*** EXCERPT PROVIDED

“I WOULD have given anything to be an ant, to be free in the soil.” It was over 60 years since Ibi Ginsburg had clung to life in Auschwitz, and she remembered vividly her longing for freedom and her old life.

I met Ibi a decade ago at a Holocaust Memorial event. She told me about her home in rural Hungary, where she was happy until the age of 18 when she and her family were forced out, rounded up in a cramped ghetto then taken by cattletruck to Auschwitz one April morning in 1944. Within 45 minutes she was stripped naked, had her head shaved and was forced into a shower full of terrified young women, clutching a bar of soap she later learned was made of human fat. As they tattooed a prisoner number onto her skin, she was told: “You no longer have a name.” Her parents and younger sisters were taken to gas chambers the same day.

Ibi talked of death, starvation, humiliation, of disease-ridden barracks, stealing a potato and sharing it with others, being surrounded by electric wire, and the terrible stench from the chimneys. But she had no time for hatred. “It is corrosive, it wrecks lives. Hatred has no placed in my vocabulary,” she said.

Shortly after we met, Ibi died, aged 85. I think of her every year on Holocaust Memorial Day, which she saw as an opportunity to remember the past and build cohesion for the future. “Look at what has happened, in Bosnia, Cambodia and Rwanda. We must stand up to hatred as a united force,” she said.

******

Extract the passage about Ibi Ginsburg between "I met Ibi a" and "the same day.", inclusive. Please work only from the passage about Ibi Ginsburg.

*** INPUT DATA

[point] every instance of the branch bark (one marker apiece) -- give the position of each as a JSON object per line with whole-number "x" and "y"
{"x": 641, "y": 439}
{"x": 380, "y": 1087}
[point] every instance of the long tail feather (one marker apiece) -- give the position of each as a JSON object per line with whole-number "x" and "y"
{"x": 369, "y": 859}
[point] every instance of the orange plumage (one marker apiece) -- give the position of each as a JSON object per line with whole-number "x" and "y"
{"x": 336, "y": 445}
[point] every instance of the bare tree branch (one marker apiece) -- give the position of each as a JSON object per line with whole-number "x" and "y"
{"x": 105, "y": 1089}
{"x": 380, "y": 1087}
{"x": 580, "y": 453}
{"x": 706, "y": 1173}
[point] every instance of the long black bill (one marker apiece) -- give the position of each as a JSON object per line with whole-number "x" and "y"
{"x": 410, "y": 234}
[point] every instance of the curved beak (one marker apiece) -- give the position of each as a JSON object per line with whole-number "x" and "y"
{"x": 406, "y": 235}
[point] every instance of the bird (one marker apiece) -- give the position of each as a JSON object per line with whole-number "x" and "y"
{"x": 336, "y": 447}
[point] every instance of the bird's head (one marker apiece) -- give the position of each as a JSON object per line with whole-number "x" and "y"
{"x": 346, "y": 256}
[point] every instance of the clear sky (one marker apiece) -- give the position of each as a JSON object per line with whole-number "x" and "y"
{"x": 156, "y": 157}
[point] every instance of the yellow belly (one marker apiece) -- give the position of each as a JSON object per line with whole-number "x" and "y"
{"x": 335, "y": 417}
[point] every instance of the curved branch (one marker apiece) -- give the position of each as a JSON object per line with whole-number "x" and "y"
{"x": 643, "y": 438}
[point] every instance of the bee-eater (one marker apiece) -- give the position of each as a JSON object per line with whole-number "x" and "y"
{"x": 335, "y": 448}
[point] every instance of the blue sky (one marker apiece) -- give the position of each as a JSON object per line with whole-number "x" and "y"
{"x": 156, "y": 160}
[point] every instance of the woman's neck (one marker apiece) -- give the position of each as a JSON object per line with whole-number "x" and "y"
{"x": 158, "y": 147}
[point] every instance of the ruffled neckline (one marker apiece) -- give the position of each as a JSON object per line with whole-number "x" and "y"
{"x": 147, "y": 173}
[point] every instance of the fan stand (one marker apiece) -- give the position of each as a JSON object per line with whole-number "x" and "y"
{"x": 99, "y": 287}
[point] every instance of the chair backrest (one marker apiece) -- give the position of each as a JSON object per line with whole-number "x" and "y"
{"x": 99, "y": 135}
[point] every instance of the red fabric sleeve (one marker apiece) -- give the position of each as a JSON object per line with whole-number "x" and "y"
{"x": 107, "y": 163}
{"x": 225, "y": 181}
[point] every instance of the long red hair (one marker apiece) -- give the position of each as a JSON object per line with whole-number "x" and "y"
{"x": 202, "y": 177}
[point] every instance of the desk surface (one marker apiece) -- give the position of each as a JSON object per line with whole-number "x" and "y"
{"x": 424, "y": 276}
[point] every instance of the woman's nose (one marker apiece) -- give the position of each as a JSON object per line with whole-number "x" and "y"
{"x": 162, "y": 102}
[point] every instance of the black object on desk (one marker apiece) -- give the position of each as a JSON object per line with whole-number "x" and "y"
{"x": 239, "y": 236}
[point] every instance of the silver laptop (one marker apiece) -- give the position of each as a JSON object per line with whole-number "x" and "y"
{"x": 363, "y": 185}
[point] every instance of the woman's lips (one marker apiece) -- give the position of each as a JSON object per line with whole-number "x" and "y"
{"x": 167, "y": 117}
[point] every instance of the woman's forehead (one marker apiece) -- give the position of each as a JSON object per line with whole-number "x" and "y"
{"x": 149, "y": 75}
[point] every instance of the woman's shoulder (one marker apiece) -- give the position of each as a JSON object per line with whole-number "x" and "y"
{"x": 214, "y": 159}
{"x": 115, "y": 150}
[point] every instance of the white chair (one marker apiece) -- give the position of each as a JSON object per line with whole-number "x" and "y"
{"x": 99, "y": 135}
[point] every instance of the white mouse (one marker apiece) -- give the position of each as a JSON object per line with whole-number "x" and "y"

******

## OUTPUT BELOW
I met Ibi a decade ago at a Holocaust Memorial event. She told me about her home in rural Hungary, where she was happy until the age of 18 when she and her family were forced out, rounded up in a cramped ghetto then taken by cattletruck to Auschwitz one April morning in 1944. Within 45 minutes she was stripped naked, had her head shaved and was forced into a shower full of terrified young women, clutching a bar of soap she later learned was made of human fat. As they tattooed a prisoner number onto her skin, she was told: “You no longer have a name.” Her parents and younger sisters were taken to gas chambers the same day.